### Supplied information
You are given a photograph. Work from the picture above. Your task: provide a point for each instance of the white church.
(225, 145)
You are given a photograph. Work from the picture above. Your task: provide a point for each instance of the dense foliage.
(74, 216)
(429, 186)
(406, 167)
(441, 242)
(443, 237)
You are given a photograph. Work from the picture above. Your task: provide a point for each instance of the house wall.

### The task
Repeat all of the records above word for word, one line each and in the same order.

### Solution to this exercise
You are given a photograph. Work from the picture above. Your task: provide a point for each instance of the white church.
(225, 145)
You are given a photograph. Work from the picture above. Your task: provide a point for each instance of the dense foliage.
(74, 216)
(429, 186)
(406, 167)
(441, 242)
(443, 237)
You are given a photograph. Work from the picture above. Your task: provide a point for each instance of the house wall.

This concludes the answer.